Reading passage:
++++++++++

Is there any way to use something conceptually similar to np.exp(x) to achieve better performance?
def f(x):
return (x/abs(x)) * np.log(1+abs(x))
In cases like these, masking helps -
def mask_vectorized_app(x):
out = np.empty_like(x)
mask = x>=0
mask_rev = ~mask
out[mask] = np.log(x[mask]+1)
out[mask_rev] = -np.log(-x[mask_rev]+1)
return out
Introducing numexpr module helps us further.
import numexpr as ne
def mask_vectorized_numexpr_app(x):
out = np.empty_like(x)
mask = x>=0
mask_rev = ~mask
x_masked = x[mask]
x_rev_masked = x[mask_rev]
out[mask] = ne.evaluate('log(x_masked+1)')
out[mask_rev] = ne.evaluate('-log(-x_rev_masked+1)')
return out
Inspired by #user2685079's post and then using the logarithmetic property : log(A**B) = B*log(A), we can push in the sign into the log computations and this allows us to do more work with numexpr's evaluate expression, like so -
s = (-2*(x<0))+1 # np.sign(x)
out = ne.evaluate('log( (abs(x)+1)**s)')
Computing sign using comparison gives us s in another way -
s = (-2*(x<0))+1
Finally, we can push this into the numexpr evaluate expression -
def mask_vectorized_numexpr_app2(x):
return ne.evaluate('log( (abs(x)+1)**((-2*(x<0))+1))')
Runtime test
Loopy approach for comparison -
def loopy_app(x):
out = np.empty_like(x)
for i in range(len(out)):
out[i] = f(x[i])
return out
Timings and verification -
In [141]: x = np.random.randn(100000)
...: print np.allclose(loopy_app(x), mask_vectorized_app(x))
...: print np.allclose(loopy_app(x), mask_vectorized_numexpr_app(x))
...: print np.allclose(loopy_app(x), mask_vectorized_numexpr_app2(x))
...:
True
True
True
In [142]: %timeit loopy_app(x)
...: %timeit mask_vectorized_numexpr_app(x)
...: %timeit mask_vectorized_numexpr_app2(x)
...:
10 loops, best of 3: 108 ms per loop
100 loops, best of 3: 3.6 ms per loop
1000 loops, best of 3: 942 µs per loop
Using #user2685079's solution using np.sign to replace the first part and then with and without numexpr evaluation -
In [143]: %timeit np.sign(x) * np.log(1+abs(x))

++++++++++

Records:
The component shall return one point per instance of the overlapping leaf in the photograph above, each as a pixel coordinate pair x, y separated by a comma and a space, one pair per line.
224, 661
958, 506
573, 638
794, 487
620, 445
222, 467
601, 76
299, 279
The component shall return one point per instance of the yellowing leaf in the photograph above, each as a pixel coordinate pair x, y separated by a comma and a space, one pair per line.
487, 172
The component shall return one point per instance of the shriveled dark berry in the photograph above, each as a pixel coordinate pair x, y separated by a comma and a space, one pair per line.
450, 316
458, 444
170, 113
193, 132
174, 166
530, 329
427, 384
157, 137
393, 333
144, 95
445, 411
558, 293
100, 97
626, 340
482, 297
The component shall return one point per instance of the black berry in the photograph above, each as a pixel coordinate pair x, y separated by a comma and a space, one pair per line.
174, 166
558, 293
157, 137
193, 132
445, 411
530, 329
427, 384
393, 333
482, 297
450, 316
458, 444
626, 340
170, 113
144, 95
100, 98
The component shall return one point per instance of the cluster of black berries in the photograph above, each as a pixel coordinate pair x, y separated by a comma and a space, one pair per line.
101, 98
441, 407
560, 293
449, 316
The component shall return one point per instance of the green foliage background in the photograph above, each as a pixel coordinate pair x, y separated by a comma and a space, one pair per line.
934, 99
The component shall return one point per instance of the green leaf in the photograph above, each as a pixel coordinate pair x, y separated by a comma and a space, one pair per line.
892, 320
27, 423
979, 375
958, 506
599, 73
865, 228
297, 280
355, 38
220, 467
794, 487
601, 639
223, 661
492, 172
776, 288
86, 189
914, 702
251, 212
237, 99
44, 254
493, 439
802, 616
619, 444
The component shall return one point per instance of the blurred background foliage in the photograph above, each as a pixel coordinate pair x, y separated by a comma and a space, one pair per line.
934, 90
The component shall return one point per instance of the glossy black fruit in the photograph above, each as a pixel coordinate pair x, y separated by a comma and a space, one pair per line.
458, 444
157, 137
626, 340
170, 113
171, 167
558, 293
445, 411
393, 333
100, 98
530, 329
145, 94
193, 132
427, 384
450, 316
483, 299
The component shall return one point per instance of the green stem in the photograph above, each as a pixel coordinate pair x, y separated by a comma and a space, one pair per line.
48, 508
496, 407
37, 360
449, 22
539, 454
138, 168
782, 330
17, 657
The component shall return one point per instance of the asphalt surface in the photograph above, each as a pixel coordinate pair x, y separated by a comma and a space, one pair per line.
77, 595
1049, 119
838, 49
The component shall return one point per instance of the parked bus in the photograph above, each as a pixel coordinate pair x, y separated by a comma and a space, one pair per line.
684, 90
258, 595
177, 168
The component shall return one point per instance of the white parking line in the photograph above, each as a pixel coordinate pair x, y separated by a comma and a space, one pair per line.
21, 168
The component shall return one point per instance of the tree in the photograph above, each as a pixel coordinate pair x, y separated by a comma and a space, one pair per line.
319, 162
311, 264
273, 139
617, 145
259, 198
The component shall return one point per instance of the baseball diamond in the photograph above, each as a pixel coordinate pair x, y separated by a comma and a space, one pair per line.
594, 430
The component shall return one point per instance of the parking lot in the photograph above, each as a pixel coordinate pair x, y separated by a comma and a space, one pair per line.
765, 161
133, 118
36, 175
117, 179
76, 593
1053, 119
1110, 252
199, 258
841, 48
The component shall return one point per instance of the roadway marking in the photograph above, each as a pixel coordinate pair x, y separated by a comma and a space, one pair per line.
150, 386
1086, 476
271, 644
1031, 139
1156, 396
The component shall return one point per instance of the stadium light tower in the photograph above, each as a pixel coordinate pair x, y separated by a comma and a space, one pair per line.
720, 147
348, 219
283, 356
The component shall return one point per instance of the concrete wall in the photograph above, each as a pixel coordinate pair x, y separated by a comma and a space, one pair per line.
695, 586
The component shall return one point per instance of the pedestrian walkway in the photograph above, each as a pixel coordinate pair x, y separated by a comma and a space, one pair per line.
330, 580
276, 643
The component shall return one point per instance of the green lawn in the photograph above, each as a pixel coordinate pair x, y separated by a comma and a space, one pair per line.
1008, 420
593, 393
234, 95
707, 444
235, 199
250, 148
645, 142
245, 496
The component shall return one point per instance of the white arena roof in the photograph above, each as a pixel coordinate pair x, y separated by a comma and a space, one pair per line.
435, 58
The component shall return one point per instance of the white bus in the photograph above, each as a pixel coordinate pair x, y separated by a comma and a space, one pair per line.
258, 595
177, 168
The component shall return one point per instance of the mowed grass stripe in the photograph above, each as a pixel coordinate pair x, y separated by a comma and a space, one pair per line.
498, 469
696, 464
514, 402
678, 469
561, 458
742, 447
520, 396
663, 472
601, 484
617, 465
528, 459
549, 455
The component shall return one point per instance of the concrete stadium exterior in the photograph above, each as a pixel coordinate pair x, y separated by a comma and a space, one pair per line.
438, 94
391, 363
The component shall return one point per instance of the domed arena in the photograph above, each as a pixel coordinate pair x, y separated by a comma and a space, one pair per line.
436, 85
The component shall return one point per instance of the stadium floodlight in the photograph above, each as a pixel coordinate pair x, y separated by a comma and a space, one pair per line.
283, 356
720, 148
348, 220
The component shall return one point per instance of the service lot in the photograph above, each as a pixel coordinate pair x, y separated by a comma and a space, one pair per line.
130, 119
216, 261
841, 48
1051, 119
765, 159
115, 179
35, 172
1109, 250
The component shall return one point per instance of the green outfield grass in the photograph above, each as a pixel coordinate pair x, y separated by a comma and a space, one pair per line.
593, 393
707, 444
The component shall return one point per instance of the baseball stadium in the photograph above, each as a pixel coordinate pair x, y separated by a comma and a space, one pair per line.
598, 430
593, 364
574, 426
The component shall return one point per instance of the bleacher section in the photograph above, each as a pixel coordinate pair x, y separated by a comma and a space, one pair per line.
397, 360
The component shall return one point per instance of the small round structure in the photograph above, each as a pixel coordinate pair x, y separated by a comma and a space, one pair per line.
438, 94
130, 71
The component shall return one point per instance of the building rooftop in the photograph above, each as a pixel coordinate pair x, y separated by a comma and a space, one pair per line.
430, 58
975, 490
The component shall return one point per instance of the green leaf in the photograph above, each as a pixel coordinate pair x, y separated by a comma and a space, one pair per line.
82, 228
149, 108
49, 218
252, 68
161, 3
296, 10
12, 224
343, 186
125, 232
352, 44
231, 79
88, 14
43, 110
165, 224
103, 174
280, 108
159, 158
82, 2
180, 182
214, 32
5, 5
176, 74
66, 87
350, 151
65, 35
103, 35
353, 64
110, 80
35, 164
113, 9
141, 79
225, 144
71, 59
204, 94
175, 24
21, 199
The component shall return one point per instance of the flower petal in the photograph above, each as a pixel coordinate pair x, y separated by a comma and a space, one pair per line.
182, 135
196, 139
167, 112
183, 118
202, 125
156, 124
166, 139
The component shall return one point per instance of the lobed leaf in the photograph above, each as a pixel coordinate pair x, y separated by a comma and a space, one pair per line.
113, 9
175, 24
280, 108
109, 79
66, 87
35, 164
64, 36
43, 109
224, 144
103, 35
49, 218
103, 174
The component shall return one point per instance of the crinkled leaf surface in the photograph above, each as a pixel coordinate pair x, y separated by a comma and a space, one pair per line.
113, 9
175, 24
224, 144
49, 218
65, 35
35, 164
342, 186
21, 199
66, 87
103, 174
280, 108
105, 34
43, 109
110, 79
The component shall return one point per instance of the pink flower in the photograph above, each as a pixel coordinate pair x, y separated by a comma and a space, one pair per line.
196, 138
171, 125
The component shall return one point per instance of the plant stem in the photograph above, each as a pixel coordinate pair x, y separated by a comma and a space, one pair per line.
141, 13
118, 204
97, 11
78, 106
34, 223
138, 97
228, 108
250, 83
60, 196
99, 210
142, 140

++++++++++

Written tasks:
(1) Using the NumPy thread, decide whether each statement agrees with it, answering yes or no and quoting the deciding words: (a) the loop-based version applies f to one element at a time; (b) the test array x holds 1,000 random values; (c) the logarithm property used is log(A*B) = log(A) + log(B).
(2) Print the portion of the NumPy thread that starts with the words containing "Runtime test" and finishes with "print np.allclose(loopy_app(x), mask_vectorized_numexpr_app2(x))".
The material shown after the NumPy thread plays no role here.

Solved problems:
(1)
(a) Yes: "out[i] = f(x[i])"
(b) No: "x = np.random.randn(100000)"
(c) No: "log(A**B) = B*log(A)"

(2)
Runtime test
Loopy approach for comparison -
def loopy_app(x):
out = np.empty_like(x)
for i in range(len(out)):
out[i] = f(x[i])
return out
Timings and verification -
In [141]: x = np.random.randn(100000)
...: print np.allclose(loopy_app(x), mask_vectorized_app(x))
...: print np.allclose(loopy_app(x), mask_vectorized_numexpr_app(x))
...: print np.allclose(loopy_app(x), mask_vectorized_numexpr_app2(x))